*Your goal*
Rewrite the listing from the line with "Would you mind pointing out the black chair with" through its last line, keeping every request unchanged. Multiply each x and y coordinate in the answers by 0.6 and round it to a whole number, with halves rounded up.

*Supplied entries*
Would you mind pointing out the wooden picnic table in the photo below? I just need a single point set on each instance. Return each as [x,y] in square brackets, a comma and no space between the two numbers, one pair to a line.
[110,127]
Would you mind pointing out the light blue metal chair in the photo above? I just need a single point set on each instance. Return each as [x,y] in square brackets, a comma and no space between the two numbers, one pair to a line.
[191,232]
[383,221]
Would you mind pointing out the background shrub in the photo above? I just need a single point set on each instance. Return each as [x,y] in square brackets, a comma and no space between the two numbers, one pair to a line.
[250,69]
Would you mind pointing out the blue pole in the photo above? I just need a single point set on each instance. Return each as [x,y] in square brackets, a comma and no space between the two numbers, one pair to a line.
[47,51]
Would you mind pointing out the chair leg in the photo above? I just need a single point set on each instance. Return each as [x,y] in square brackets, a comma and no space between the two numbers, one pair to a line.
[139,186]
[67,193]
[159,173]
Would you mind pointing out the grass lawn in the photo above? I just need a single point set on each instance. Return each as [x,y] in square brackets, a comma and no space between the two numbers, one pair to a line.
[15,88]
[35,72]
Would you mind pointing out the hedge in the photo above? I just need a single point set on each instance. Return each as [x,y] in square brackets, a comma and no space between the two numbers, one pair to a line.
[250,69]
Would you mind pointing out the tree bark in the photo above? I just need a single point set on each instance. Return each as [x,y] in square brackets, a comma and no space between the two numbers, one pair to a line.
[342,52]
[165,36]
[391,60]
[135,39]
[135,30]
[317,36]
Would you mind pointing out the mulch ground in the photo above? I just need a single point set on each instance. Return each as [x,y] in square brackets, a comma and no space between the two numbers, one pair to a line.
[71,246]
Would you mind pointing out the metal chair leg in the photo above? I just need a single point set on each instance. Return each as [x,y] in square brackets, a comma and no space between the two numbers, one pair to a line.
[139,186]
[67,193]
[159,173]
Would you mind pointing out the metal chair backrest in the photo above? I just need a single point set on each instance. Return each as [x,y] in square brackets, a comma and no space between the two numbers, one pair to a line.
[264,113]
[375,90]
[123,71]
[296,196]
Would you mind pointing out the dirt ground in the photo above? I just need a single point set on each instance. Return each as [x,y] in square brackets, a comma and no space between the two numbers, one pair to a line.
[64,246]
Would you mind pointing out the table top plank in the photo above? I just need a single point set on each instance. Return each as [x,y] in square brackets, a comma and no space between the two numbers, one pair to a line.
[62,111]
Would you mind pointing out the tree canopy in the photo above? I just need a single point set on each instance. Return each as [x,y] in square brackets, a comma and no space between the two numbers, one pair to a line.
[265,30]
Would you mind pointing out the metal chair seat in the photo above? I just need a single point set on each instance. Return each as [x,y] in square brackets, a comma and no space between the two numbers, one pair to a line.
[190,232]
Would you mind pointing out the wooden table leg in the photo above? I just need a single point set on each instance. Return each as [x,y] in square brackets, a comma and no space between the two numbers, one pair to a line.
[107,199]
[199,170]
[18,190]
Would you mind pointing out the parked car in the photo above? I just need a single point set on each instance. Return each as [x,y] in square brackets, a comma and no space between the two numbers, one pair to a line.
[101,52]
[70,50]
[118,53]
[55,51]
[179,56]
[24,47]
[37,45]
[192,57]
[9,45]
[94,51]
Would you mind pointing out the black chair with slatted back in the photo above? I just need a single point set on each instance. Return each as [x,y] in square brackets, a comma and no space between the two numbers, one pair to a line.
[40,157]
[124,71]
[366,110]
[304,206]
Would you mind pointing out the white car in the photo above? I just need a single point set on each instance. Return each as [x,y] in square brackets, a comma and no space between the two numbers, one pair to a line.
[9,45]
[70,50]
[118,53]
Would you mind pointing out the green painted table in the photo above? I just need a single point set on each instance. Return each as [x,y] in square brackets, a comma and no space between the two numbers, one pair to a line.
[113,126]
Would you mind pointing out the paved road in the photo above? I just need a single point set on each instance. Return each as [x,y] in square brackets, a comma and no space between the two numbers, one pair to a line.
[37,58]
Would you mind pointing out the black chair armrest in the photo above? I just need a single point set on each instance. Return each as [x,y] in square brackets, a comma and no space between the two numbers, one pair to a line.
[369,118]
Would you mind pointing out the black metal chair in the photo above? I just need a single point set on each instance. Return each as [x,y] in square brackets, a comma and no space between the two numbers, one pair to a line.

*Completed task*
Would you mind pointing out the black chair with slatted back in the photo above? I just need a single point set on each instance. Return each as [x,y] in square brackets, a comma and no space between the two numbers, one pair to a line.
[24,94]
[74,43]
[220,66]
[182,124]
Would you mind pointing out the white car in the photo above? I just need a single point set on each instance. Return each as [x,y] in square brackets, a comma and no space between the two numbers, one pair to a line.
[5,27]
[42,30]
[71,32]
Would you mind pointing out the green painted table in the photo above? I just need a single point set on each instance. Return each as [x,y] in square brackets, a comma and no space between the two numbers, one pair to a line.
[68,76]
Would you mind pointing out the paved road in the photo above? I just need a single point set on each instance. Return each as [x,y] in square brackets, a comma and no space between the two numbers, one pair to a line.
[22,35]
Would you mind pointing out the black chair armrest in the photo above? I just need a single point set on each instance. Return each as [x,y] in square brackets, a comma and no space between the two numbers, one pair to a line.
[221,71]
Would you mind pointing out the black metal chair in the photo above? I just need a single point set on each instance. Return each as [x,y] in square brackets, a comma and no space between the two numbers, one pair to a line.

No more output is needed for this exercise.